▶ _目標_: 以下のデータをすべて、一字一句変えずに書き写してください。

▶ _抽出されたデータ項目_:
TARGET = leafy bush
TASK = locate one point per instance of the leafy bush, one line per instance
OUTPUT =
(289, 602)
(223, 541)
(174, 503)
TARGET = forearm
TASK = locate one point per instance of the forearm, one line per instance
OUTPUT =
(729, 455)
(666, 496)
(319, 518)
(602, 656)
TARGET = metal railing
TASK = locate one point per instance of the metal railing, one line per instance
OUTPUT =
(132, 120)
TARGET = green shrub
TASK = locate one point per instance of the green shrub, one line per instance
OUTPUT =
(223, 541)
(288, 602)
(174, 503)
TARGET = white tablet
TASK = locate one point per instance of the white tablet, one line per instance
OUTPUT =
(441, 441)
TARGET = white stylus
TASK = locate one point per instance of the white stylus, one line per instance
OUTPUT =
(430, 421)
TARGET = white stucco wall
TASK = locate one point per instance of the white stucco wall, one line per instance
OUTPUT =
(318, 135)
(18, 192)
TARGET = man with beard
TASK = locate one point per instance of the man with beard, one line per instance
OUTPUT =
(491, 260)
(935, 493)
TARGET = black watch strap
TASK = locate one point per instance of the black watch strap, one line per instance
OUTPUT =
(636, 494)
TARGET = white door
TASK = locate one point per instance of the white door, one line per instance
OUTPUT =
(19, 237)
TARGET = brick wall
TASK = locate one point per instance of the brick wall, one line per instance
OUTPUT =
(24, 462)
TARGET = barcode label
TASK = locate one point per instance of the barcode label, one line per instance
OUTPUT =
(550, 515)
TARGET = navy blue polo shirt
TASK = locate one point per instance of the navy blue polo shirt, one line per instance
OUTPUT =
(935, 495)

▶ _回答_:
TARGET = leafy bush
TASK = locate one point per instance of the leafy bush, one line per instance
OUTPUT =
(289, 602)
(223, 541)
(174, 503)
TARGET = forearm
TASK = locate one point per instance of the forearm, one line per instance
OUTPUT =
(729, 455)
(666, 496)
(319, 518)
(602, 656)
TARGET = metal railing
TASK = locate one point per instance of the metal railing, one line per instance
OUTPUT =
(132, 120)
TARGET = green shrub
TASK = locate one point per instance of the green shrub, one line per instance
OUTPUT =
(223, 541)
(288, 602)
(174, 503)
TARGET = white tablet
TASK = locate one point per instance of the white tablet, one line per instance
OUTPUT =
(441, 441)
TARGET = white stylus
TASK = locate one point per instance of the white stylus, one line per instance
OUTPUT =
(430, 421)
TARGET = white stucco wall
TASK = locate one point per instance of the white stucco wall, one line per instance
OUTPUT =
(318, 135)
(18, 192)
TARGET = man with beard
TASK = locate one point per instance of the man with beard, one line per instance
OUTPUT =
(491, 260)
(935, 493)
TARGET = black watch strap
TASK = locate one point per instance of the black watch strap, one line per instance
OUTPUT =
(636, 494)
TARGET = white door
TASK = locate one point per instance of the white door, one line per instance
OUTPUT =
(19, 237)
TARGET = brick wall
TASK = locate one point per instance of the brick wall, one line per instance
OUTPUT =
(24, 462)
TARGET = barcode label
TASK = locate one point per instance of the barcode label, one line per instance
OUTPUT =
(550, 515)
TARGET = navy blue polo shirt
TASK = locate one point per instance of the navy blue polo shirt, one line per instance
OUTPUT =
(935, 495)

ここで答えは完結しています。